## Task set
- A) From the passage on Nicholas Sparks's novels below, translate the following sentence into Spanish: "The characters of Noah and Allie are fictional, but the spirit of the book is rooted in a real marriage."
- B) Print the portion of the passage on Nicholas Sparks's novels below, starting with "The Nicholas Sparks" and going on through "a true story?".

## Given passage
=-=-=-=-=

What are the best Nicholas Sparks books to read after The Notebook?

The Nicholas Sparks novels most similar to The Notebook are A Walk to Remember, which shares the same North Carolina setting and bittersweet emotional register, Message in a Bottle, which uses a framing device and centers on grief and second chances, and The Best of Me, which is the most direct structural parallel — two first loves separated by circumstance who reunite decades later. All three deliver the same combination of sentimentality, tragedy, and hope that defines The Notebook.

Is The Notebook based on a true story?

The Notebook was inspired by the real love story of Nicholas Sparks's wife's grandparents, who were married for over sixty years. Sparks has said that their relationship — the devotion, the long history, and the way one partner cared for the other through illness — gave him the emotional core of the novel. The characters of Noah and Allie are fictional, but the spirit of the book is rooted in a real marriage.

=-=-=-=-=

## Provided information

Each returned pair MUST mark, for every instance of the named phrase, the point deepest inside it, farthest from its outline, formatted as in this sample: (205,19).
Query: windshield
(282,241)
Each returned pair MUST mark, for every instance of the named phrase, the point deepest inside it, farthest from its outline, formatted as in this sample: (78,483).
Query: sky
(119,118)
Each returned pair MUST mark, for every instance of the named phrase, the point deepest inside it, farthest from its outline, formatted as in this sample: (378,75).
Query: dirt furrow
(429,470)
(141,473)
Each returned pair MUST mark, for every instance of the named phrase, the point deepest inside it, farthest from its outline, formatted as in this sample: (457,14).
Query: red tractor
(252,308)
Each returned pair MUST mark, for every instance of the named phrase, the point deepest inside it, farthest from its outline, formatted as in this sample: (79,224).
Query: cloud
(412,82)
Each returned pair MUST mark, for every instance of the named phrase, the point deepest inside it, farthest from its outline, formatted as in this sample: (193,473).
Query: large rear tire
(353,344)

=-=-=-=-=

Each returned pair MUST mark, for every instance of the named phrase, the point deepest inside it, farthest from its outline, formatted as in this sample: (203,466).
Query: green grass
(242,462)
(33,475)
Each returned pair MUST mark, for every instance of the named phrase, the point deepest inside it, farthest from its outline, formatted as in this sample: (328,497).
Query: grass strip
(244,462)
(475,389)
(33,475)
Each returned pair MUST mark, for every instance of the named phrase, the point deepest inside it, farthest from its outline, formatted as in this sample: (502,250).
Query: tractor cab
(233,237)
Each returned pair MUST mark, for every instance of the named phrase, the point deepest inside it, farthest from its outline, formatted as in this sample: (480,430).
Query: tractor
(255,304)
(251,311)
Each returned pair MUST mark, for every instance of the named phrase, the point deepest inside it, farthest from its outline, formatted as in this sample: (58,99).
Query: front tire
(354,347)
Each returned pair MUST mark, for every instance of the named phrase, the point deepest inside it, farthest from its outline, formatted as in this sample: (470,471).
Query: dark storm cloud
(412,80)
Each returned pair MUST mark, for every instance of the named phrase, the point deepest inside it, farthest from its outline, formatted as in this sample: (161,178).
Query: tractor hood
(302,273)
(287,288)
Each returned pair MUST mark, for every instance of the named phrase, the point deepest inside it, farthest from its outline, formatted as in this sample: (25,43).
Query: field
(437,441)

=-=-=-=-=

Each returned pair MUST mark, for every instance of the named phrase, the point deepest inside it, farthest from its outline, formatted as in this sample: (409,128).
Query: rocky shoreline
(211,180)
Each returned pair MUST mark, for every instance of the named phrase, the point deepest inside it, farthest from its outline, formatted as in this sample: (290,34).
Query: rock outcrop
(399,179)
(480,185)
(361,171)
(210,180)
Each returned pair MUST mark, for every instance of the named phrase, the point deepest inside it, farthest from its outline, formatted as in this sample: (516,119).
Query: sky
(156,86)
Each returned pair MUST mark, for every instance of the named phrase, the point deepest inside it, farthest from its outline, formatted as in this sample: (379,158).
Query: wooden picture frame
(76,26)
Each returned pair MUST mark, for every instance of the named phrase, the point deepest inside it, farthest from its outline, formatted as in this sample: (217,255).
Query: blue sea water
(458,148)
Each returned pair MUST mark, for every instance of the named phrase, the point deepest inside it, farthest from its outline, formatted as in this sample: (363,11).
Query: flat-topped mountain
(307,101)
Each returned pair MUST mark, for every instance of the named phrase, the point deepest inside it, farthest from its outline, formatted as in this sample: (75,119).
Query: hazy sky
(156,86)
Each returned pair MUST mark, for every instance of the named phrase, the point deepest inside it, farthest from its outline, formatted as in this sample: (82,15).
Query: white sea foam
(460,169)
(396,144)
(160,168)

=-=-=-=-=

## Results in order
- A) Los personajes de Noah y Allie son ficticios, pero el espíritu del libro tiene sus raíces en un matrimonio real.

- B)
The Nicholas Sparks novels most similar to The Notebook are A Walk to Remember, which shares the same North Carolina setting and bittersweet emotional register, Message in a Bottle, which uses a framing device and centers on grief and second chances, and The Best of Me, which is the most direct structural parallel — two first loves separated by circumstance who reunite decades later. All three deliver the same combination of sentimentality, tragedy, and hope that defines The Notebook.

Is The Notebook based on a true story?